[REQUIRED WORK] In the forum thread on borderline personality disorder, what does the writer who says all the children have abandoned their mother name as the family's greatest fear?

#### SELECTED EXCERPT

I love my sister, but I wish to hell I never had to see her again. In a world of bad choices, the Medium Chill is the best way I've found of dealing with her. She doesn't like but this way we get some relief from her cravings for chaos. It's sad.

by Anonymousreply 72May 4, 2015 8:18 PM

Oh yes, and let me mention one other salient point: give the people who have to deal with BPD tools! We need them, badly. Just knowing there was this disorder made sense of all the chaos, the hurt feelings and the pain of accumulated years, decades even. Finding out about BPD was a revelation. I live to give my little nephew tools to deal with his psycho mom. I know it's delicate - so very delicate - but without them, he's lost.

The greatest tool is knowing.

Boundaries.

Not placating.

Medium Chill.

Good luck my friends. May the wind be at your back!

by Anonymousreply 73May 4, 2015 8:36 PM

Have her committed

by Anonymousreply 74May 4, 2015 8:37 PM

R72 I nearly cried when I read your post. You described my mother to a T! She does all she can to make our lives as awful as possible. All her kids have basically abandoned her. Only my father sticks around as he's gotten used to her constant badgering. And, my God, it's fucking constant.

Our greatest fear is that he dies before she does.

by Anonymousreply 75May 4, 2015 8:50 PM

I think a lot of borderlines are actually psychopaths. They feign instability and loneliness because it can be used to manipulate people. I honestly don't believe a truly empty, lonely BPD person would constantly do horrible shit to other people and then act like they "can't help it."

########
#### THE DATA

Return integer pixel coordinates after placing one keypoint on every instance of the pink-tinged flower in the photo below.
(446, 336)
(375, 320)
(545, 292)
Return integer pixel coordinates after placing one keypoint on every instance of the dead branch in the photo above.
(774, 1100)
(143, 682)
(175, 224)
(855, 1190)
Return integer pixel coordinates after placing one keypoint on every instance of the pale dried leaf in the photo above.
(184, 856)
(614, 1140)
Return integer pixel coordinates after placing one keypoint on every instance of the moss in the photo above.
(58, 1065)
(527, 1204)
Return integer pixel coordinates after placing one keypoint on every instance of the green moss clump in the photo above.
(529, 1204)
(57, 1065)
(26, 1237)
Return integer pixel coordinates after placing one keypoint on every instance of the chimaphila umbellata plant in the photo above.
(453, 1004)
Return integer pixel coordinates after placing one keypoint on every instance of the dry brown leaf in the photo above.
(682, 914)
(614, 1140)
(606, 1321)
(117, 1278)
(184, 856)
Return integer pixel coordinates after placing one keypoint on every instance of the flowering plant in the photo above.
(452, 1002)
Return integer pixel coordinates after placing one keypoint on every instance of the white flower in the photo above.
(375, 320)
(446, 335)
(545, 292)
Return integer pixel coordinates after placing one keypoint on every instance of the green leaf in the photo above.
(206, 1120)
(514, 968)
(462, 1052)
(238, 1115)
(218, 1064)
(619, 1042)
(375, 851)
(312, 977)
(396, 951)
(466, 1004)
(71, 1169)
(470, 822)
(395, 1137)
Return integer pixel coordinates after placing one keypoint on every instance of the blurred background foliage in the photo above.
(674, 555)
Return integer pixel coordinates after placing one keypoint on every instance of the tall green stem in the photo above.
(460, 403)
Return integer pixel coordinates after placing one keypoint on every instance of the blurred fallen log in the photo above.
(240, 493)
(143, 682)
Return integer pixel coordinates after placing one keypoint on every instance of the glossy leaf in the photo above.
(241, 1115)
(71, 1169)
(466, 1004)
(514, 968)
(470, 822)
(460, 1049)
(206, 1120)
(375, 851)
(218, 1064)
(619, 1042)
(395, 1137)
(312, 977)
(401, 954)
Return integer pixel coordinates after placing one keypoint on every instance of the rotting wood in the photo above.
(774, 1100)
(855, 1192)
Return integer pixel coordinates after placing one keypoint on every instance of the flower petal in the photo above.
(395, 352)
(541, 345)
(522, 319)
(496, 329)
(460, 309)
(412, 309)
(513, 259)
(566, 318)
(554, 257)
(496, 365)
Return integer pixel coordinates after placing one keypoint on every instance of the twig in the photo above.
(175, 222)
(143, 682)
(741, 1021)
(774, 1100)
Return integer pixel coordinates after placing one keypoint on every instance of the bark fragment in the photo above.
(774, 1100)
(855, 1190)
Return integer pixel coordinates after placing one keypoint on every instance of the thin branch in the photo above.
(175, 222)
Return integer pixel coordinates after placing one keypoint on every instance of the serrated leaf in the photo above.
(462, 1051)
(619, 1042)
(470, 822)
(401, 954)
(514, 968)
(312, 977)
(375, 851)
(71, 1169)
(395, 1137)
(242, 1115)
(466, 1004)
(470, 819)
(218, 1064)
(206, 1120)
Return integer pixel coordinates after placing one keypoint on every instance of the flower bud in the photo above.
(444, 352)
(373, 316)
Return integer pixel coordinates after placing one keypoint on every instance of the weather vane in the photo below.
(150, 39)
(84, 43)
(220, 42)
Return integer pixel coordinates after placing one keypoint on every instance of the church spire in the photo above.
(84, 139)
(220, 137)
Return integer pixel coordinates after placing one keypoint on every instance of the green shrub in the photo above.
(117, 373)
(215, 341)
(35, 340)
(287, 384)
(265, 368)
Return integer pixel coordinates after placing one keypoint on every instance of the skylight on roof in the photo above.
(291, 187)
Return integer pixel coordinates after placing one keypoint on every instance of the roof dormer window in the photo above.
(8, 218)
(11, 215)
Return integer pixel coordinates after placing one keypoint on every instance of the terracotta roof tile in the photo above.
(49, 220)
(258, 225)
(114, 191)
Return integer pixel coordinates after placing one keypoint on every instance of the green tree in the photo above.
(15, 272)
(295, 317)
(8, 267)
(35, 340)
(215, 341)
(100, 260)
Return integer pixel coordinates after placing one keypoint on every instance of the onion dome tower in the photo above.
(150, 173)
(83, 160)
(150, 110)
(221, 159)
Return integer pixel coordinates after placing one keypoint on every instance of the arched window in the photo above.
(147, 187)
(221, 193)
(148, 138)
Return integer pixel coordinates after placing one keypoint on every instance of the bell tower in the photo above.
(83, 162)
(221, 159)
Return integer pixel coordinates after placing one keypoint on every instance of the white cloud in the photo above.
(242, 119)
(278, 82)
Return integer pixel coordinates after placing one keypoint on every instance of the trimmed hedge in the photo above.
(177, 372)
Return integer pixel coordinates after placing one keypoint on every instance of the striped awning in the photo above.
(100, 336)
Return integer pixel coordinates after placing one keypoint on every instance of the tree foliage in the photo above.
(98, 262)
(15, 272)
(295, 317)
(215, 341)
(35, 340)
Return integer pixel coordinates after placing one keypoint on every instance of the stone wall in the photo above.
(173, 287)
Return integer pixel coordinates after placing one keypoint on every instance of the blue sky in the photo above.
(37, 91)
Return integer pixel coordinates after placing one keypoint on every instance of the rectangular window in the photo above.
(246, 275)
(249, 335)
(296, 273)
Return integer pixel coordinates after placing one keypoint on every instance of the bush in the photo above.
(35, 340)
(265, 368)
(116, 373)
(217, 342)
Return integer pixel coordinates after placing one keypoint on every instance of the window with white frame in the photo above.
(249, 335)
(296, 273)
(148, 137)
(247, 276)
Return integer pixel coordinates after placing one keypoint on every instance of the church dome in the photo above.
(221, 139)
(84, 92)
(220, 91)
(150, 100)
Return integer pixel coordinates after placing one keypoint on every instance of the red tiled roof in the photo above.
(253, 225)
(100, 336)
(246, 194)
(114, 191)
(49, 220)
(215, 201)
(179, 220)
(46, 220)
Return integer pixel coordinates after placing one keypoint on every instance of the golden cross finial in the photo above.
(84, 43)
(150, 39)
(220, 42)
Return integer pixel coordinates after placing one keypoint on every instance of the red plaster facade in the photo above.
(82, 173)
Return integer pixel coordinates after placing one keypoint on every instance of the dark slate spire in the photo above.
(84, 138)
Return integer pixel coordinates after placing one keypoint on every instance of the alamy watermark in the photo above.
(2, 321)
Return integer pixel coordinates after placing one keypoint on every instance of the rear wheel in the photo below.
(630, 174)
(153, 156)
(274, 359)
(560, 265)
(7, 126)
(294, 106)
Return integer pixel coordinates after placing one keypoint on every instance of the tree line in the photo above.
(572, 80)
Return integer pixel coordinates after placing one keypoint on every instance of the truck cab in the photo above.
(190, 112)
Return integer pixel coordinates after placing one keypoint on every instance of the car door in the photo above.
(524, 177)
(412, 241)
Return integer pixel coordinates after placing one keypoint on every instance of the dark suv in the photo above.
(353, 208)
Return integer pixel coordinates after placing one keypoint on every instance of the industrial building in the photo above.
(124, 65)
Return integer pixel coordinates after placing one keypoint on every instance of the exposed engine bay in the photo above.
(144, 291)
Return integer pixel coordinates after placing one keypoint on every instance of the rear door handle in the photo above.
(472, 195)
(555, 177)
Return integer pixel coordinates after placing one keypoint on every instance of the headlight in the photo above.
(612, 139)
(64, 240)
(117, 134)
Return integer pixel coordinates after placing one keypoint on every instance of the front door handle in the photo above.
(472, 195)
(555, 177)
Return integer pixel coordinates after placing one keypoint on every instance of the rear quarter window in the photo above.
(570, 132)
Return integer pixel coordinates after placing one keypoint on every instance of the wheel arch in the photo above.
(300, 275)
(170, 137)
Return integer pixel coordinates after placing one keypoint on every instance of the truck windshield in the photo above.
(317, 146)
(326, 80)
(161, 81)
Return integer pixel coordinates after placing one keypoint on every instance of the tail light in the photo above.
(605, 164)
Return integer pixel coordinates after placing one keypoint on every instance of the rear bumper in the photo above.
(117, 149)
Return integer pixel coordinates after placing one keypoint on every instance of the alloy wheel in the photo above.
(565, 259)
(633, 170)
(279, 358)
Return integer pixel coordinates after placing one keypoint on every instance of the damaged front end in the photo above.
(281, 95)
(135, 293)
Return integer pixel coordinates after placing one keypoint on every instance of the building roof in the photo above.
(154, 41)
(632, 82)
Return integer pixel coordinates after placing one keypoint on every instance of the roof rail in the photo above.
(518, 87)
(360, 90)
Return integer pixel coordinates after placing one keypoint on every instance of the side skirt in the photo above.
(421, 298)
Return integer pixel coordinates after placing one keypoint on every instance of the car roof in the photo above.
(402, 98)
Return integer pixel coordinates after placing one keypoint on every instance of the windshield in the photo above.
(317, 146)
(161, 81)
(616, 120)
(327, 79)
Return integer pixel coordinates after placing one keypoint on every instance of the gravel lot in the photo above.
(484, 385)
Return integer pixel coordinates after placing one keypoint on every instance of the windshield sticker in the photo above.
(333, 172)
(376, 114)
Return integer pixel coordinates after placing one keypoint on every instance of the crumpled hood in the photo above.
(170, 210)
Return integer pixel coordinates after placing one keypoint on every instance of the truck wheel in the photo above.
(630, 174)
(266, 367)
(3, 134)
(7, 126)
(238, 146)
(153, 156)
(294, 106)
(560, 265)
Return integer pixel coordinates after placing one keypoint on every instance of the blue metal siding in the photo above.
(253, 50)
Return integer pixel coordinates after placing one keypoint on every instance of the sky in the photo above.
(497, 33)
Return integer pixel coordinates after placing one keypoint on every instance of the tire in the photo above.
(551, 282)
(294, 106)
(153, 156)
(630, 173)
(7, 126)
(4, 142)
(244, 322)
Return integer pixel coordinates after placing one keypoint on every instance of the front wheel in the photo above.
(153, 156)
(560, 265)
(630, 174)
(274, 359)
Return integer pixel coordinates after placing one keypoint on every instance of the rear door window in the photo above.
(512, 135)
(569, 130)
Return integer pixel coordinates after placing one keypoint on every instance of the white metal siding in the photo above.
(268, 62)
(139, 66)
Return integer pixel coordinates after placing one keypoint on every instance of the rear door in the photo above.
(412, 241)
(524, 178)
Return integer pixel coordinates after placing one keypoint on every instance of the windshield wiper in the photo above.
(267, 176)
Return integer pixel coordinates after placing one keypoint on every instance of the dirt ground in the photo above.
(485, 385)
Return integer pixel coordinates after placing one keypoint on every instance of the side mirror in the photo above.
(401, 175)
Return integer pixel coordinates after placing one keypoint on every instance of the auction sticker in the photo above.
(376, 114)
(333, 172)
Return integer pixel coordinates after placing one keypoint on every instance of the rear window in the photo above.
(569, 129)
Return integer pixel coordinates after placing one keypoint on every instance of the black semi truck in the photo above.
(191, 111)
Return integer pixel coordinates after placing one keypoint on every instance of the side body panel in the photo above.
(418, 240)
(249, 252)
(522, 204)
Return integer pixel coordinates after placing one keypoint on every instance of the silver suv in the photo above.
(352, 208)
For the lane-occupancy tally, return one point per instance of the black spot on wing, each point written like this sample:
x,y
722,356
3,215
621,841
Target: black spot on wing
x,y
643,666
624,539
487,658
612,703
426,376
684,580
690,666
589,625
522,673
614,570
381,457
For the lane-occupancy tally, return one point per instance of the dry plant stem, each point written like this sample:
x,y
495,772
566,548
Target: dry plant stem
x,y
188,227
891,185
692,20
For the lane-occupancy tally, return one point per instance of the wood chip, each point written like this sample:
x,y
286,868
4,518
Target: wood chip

########

[RESPONSE AREA] That their father will die before their mother does.